- [SOURCE DOCUMENT]
Although a precharging unit is further coupled to the digit lines DL1 to
DLn, the precharging unit is not shown in the drawings for the sake of
simplicity.
The digit lines DL1 to DLn are terminated at the column selector unit 15,
and the column selector unit 15 is fabricated from a plurality of transfer
gate transistors 151 to 15n of the n-channel type. The transfer gate
transistors 151 to 15n are selectively shifted between on and off states
by the column address decoder circuit 160. The column selector unit 15 is
coupled to a data line 19, and the data line 19 is coupled at both ends
thereof to the write-in buffer circuit 17 and the read-out buffer circuit
18. The write-in buffer circuit 17 is enabled in the presence of a write
enable signal WE and temporally stores a new data bit. The read-out buffer
circuit 18 is enabled in the presence of an output enable signal OE and
supplies a data bit read out from a memory cell to the outside.

- [EXCERPTED DATA]
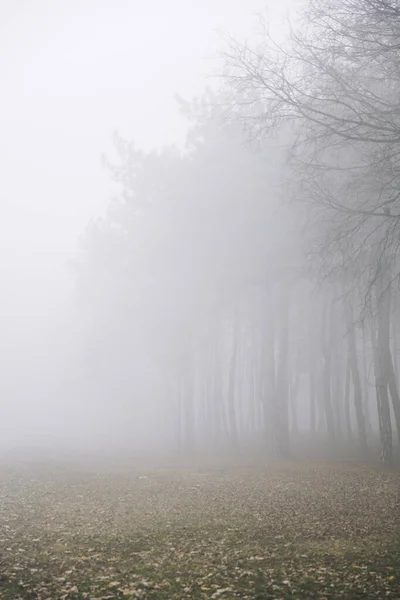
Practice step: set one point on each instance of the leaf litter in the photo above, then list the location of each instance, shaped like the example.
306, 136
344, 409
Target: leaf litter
290, 532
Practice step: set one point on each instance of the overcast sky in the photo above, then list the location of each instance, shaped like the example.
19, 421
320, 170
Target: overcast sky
72, 72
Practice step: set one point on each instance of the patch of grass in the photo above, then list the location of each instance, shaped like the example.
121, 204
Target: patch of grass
287, 532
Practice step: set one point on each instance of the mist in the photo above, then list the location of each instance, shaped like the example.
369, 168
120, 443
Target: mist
199, 250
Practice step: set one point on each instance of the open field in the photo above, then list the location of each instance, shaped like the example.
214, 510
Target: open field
287, 532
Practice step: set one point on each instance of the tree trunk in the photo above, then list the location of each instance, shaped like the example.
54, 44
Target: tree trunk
283, 373
326, 353
355, 375
347, 415
381, 384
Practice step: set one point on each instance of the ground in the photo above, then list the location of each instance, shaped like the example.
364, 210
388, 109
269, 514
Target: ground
321, 531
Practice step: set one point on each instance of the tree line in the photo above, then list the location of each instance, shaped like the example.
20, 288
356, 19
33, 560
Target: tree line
256, 271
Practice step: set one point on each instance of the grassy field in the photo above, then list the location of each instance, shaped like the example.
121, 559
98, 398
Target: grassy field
327, 531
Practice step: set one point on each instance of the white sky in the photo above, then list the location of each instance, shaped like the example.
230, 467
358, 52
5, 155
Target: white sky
72, 72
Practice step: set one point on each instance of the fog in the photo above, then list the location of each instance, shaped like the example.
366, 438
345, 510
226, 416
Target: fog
71, 77
200, 307
175, 248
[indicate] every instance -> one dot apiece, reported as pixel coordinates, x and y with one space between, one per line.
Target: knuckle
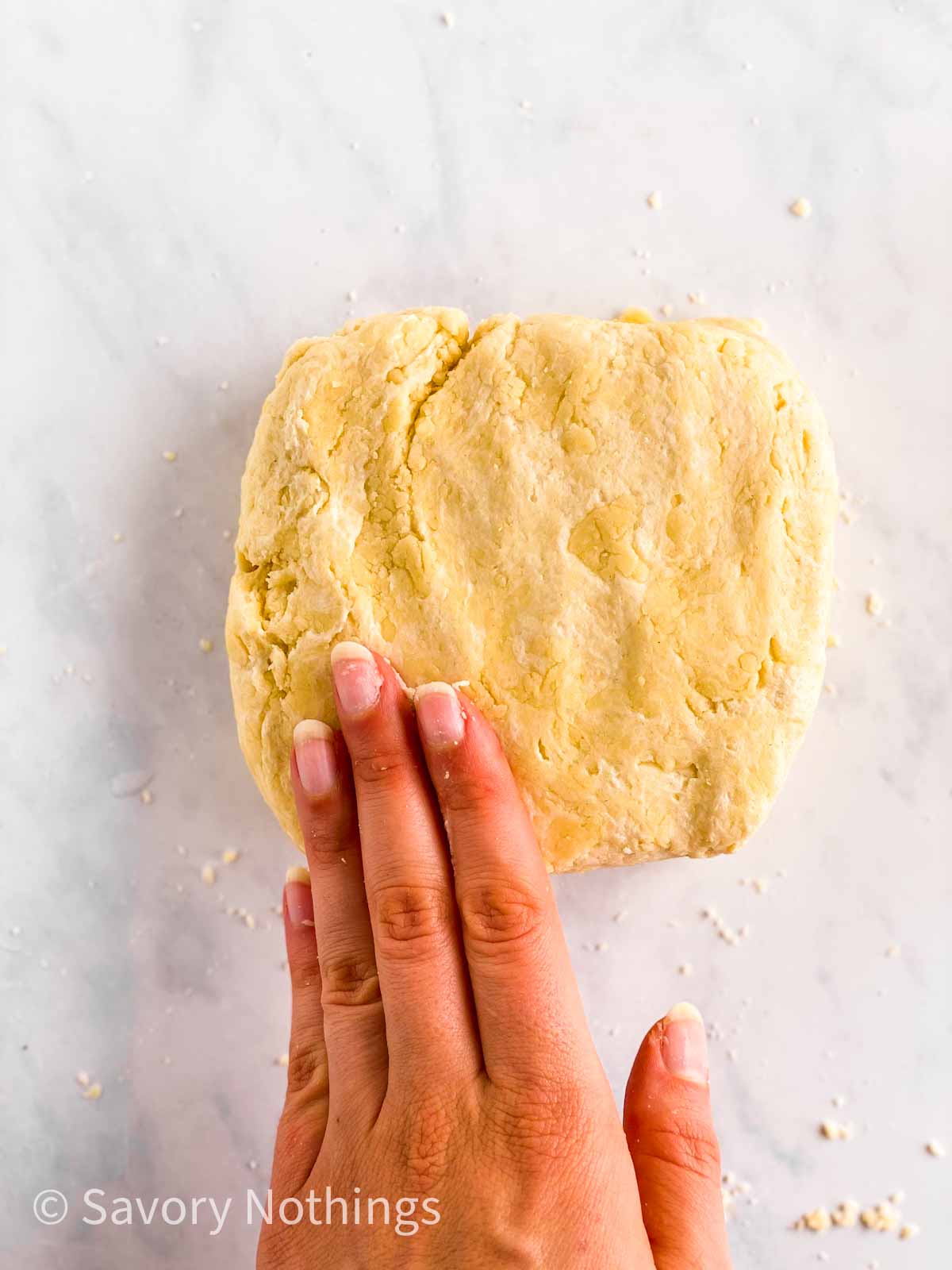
385 766
689 1145
410 920
304 977
545 1122
329 835
471 791
425 1141
349 981
308 1070
501 916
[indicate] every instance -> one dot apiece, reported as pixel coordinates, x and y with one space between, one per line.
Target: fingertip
440 715
298 899
685 1043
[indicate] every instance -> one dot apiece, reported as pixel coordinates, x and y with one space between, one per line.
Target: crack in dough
619 535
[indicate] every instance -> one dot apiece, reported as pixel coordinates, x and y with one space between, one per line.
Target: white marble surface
190 187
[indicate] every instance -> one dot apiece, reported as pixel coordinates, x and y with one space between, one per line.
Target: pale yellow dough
619 535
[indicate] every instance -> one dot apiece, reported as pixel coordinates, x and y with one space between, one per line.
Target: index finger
527 1003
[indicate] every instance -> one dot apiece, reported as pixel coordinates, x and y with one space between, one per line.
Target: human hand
438 1045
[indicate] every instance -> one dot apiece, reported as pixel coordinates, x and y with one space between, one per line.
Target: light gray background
190 187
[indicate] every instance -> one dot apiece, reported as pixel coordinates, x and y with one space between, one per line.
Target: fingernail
355 677
317 761
298 897
440 715
685 1045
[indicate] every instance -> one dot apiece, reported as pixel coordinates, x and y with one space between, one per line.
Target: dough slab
617 533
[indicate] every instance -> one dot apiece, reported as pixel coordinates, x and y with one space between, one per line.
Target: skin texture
438 1045
616 535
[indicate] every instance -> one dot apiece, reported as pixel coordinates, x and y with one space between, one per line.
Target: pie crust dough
616 533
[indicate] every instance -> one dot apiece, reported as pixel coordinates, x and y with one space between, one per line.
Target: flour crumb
880 1217
835 1132
846 1213
873 603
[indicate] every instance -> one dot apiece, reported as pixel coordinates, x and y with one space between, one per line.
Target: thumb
673 1145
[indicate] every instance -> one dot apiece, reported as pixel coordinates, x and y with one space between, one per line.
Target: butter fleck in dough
619 533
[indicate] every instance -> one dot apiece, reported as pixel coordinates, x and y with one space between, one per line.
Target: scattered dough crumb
847 1213
881 1217
835 1132
636 315
819 1219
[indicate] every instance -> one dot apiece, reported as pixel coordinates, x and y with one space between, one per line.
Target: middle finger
422 969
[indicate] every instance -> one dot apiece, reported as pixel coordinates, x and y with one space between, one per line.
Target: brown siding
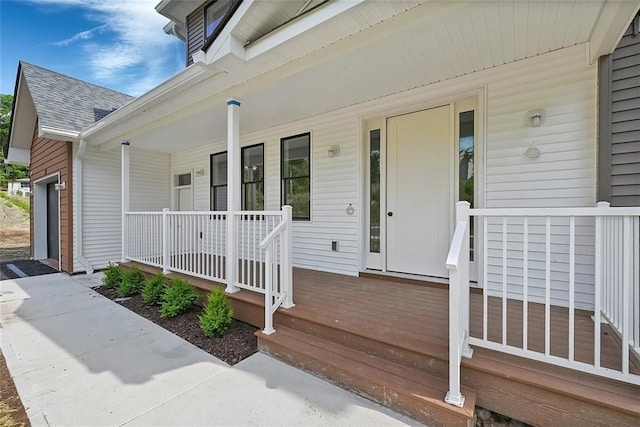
195 32
49 156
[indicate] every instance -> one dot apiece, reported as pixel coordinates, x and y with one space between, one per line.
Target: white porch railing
192 243
278 290
195 243
558 264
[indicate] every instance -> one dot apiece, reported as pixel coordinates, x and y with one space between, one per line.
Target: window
466 147
374 191
182 180
219 181
295 155
216 16
253 178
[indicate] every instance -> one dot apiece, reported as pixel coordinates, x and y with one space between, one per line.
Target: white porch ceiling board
449 40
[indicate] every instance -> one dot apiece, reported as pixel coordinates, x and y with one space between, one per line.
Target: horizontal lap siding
334 187
562 176
625 121
149 191
48 157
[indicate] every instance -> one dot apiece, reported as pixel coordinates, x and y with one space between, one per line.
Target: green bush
112 276
217 314
15 201
178 297
154 288
132 282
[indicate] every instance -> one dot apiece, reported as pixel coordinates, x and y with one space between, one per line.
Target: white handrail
579 260
278 293
458 266
271 236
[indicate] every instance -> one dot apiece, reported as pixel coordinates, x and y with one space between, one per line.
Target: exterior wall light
534 118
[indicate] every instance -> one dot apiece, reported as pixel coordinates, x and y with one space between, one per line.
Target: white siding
101 193
150 180
560 82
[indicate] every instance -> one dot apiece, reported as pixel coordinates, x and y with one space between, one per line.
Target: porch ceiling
433 42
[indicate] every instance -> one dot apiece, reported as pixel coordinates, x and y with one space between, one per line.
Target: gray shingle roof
66 103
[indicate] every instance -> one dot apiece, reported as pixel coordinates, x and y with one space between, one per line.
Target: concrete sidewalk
79 359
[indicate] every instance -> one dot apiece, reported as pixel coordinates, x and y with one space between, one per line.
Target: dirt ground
14 233
12 413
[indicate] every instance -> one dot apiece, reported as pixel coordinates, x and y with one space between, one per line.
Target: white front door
418 192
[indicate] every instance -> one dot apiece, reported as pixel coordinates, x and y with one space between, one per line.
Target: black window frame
208 40
283 180
242 181
212 188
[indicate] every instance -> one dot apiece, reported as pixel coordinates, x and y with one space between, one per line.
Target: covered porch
376 334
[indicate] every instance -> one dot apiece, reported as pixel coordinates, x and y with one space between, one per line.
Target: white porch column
124 181
233 189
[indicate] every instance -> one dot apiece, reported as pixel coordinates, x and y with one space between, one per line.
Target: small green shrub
178 297
217 314
132 282
112 276
154 288
15 201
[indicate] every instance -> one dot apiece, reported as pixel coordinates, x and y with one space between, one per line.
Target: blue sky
118 44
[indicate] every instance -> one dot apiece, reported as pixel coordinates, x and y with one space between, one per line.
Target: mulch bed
238 343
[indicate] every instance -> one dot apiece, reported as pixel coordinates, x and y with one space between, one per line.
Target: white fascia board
18 156
188 76
299 26
58 134
615 17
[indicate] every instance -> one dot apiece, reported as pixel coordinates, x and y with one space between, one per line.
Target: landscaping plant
217 314
154 288
132 282
178 297
112 276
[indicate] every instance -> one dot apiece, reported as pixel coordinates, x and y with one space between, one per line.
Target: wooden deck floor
415 316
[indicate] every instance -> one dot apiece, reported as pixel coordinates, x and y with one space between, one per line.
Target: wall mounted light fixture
534 118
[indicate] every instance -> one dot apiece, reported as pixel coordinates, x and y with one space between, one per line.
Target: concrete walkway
79 359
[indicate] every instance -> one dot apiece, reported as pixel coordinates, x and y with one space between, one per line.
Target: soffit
430 43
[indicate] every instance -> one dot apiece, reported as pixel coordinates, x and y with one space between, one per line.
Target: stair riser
432 365
531 404
367 387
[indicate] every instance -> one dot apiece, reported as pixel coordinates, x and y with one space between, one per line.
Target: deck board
415 316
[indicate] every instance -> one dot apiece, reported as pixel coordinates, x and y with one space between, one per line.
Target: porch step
548 395
408 390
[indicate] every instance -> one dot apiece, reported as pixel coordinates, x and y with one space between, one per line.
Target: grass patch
20 202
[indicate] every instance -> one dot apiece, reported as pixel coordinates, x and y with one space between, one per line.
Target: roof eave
191 75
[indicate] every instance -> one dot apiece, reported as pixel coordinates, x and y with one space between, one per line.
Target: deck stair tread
593 388
369 375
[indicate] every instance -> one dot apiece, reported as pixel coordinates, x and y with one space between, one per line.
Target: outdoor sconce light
534 118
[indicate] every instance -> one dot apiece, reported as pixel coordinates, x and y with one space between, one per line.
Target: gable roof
66 103
60 105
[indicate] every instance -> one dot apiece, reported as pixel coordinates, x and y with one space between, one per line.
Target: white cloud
83 35
128 49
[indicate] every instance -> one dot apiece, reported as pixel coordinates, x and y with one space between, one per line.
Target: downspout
79 222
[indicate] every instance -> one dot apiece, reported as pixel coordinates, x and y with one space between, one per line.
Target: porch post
124 181
233 189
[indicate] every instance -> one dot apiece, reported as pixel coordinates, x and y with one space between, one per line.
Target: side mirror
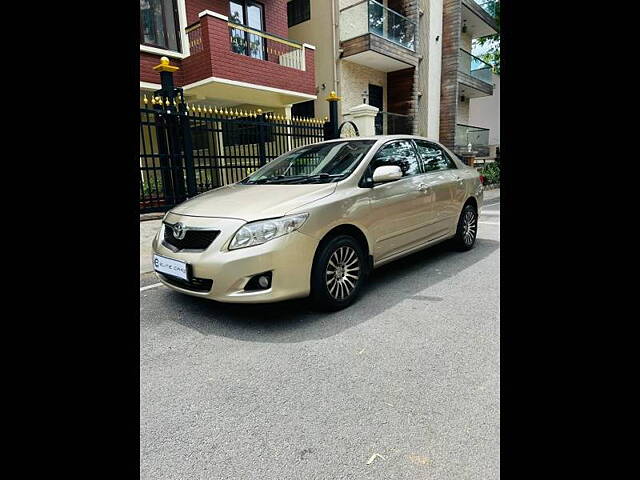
387 173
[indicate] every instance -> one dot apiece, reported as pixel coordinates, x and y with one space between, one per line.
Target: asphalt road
404 384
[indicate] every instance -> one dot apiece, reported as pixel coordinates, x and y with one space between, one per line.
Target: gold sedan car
316 220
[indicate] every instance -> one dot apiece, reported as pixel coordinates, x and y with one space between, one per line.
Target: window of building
159 24
298 11
400 153
432 157
304 109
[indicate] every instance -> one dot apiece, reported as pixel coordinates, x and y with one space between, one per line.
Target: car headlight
257 233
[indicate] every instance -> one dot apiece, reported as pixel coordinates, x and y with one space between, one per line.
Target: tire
336 288
467 229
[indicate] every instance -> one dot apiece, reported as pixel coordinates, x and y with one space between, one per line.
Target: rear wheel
338 273
467 229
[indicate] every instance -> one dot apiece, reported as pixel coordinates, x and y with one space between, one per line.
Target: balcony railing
266 46
470 139
370 16
194 34
475 67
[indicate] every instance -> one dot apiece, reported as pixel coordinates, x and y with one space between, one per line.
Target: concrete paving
404 384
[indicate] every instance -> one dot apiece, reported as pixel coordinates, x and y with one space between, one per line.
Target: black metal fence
186 149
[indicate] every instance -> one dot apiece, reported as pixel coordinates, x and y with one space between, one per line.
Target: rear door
443 187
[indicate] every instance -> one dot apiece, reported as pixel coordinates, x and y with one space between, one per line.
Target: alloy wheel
343 272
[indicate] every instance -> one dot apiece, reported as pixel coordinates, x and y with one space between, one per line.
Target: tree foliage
492 55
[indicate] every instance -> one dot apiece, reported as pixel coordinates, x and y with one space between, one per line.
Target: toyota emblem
179 231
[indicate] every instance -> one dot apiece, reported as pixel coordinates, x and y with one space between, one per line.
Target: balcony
472 140
478 16
377 37
229 60
475 74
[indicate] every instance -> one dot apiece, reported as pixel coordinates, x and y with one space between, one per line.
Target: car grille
193 239
195 284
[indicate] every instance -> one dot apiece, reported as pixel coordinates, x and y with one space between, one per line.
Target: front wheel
338 273
467 229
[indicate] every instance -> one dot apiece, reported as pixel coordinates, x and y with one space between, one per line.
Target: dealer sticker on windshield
168 266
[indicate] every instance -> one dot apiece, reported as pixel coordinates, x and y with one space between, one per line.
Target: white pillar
364 117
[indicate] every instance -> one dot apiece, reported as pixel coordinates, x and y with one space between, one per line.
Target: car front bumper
289 258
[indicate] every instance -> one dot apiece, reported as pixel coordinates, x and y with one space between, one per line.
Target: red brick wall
233 66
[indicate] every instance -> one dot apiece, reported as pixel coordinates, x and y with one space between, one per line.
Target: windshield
322 163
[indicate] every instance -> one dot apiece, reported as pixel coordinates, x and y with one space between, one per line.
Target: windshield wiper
277 179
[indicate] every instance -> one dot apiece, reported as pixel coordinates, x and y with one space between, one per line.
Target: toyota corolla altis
316 220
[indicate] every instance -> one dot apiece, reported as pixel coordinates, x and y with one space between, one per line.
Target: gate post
331 128
262 138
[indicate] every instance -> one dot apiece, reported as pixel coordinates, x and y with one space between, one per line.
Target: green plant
491 173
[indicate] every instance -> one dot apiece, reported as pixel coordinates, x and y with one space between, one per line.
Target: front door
376 100
249 14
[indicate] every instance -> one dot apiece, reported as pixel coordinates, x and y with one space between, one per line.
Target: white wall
485 112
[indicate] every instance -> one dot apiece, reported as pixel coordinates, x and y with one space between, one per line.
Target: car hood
253 202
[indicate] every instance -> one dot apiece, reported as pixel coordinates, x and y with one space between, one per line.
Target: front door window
249 14
159 24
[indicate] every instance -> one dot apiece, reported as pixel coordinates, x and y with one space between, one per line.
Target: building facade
230 53
484 113
410 58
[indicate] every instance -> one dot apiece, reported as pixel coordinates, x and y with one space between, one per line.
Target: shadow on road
293 321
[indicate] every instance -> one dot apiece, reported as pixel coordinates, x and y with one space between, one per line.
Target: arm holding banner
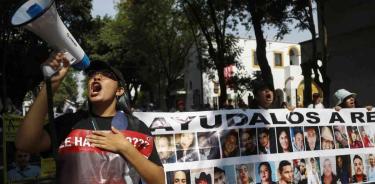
114 142
31 137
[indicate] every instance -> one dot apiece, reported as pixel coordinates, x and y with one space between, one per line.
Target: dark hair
267 164
279 131
357 156
282 164
219 170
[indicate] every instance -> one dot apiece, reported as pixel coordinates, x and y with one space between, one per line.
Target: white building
284 60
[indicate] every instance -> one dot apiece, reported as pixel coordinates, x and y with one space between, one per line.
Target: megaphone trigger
70 58
48 71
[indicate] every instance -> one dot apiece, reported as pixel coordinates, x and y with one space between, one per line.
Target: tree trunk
324 41
261 45
223 87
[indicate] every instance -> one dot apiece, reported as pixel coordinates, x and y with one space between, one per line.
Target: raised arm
31 137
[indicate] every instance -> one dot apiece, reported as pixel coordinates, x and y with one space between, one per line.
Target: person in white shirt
317 102
371 168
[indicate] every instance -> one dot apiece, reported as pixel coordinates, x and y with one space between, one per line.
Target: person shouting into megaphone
101 145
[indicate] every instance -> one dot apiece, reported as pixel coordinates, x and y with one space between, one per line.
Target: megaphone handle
48 71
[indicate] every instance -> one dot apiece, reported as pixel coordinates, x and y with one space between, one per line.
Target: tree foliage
212 19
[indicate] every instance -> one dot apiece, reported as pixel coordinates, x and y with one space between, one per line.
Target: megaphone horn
41 18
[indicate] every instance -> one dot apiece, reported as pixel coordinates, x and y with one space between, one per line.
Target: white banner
260 146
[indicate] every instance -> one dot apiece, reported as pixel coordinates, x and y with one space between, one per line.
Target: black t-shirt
80 121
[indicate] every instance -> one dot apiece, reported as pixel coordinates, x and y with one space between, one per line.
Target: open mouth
96 87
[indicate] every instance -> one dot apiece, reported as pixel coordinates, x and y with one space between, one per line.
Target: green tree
302 11
263 13
213 19
151 41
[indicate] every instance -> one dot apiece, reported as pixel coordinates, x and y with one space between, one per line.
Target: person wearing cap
346 99
327 138
264 97
95 145
317 102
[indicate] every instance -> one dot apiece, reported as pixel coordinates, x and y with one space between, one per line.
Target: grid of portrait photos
242 142
357 168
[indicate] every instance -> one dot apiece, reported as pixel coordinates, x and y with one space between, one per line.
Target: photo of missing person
343 168
186 147
371 167
285 173
178 177
300 171
341 136
265 173
248 142
224 175
284 144
229 143
266 140
354 137
313 170
165 147
297 139
358 171
329 175
312 138
327 140
202 176
245 174
366 132
21 165
208 143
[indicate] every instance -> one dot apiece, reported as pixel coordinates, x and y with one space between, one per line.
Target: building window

- [SET OF TASKS]
• A. Using the memory circuit passage, list every component that has a reference number, with its number.
• B. How many lines of the records contain the word "deck"? Give only the number.

- [SOLUTIONS TO THE PROBLEMS]
• A.
column selector unit 15
transfer gate transistors 151 to 15n
column address decoder circuit 160
data line 19
write-in buffer circuit 17
read-out buffer circuit 18

• B. 3